• TASK DETAILS: Reproduce the records below word for word, from their start through the line holding "column 361, row 84", inclusive, and leave the picture out.
# Start of MATERIAL FOR THIS EXERCISE
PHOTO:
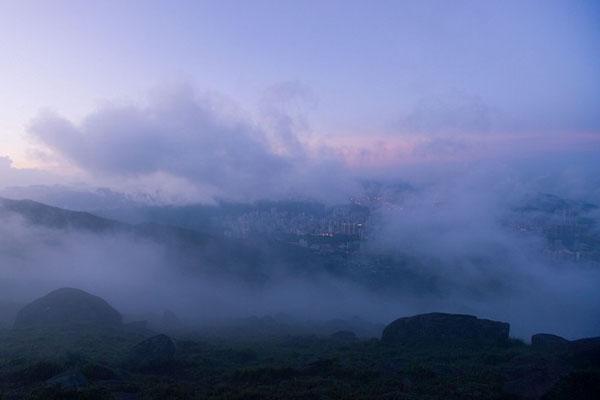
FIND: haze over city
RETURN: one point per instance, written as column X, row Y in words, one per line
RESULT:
column 260, row 173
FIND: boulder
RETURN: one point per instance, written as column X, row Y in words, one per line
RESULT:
column 443, row 329
column 152, row 352
column 548, row 343
column 67, row 307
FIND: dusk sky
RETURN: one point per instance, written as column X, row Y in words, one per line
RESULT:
column 361, row 84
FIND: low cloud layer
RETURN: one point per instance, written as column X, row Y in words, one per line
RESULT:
column 201, row 141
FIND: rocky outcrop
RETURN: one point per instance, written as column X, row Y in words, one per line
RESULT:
column 152, row 353
column 68, row 380
column 444, row 329
column 582, row 351
column 67, row 307
column 546, row 342
column 344, row 336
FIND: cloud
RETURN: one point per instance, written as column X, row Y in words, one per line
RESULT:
column 11, row 175
column 180, row 139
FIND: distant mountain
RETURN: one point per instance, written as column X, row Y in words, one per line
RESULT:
column 57, row 218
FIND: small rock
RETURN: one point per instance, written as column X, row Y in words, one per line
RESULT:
column 152, row 352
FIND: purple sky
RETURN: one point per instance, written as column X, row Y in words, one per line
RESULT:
column 170, row 91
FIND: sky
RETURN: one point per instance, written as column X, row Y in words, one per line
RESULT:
column 307, row 84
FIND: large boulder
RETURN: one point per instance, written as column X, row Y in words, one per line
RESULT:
column 444, row 329
column 67, row 307
column 153, row 352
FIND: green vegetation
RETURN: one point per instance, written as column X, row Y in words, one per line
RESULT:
column 286, row 367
# End of MATERIAL FOR THIS EXERCISE
• OUTPUT OF THE EXERCISE:
PHOTO:
FIND: haze over city
RETURN: one point per instance, written as column X, row Y in words, one per line
RESULT:
column 260, row 173
FIND: boulder
RETURN: one point per instance, written as column X, row Y in words, one per line
RESULT:
column 443, row 329
column 152, row 352
column 548, row 343
column 67, row 307
FIND: dusk sky
RETURN: one point per instance, written as column X, row Y in words, one per line
RESULT:
column 361, row 84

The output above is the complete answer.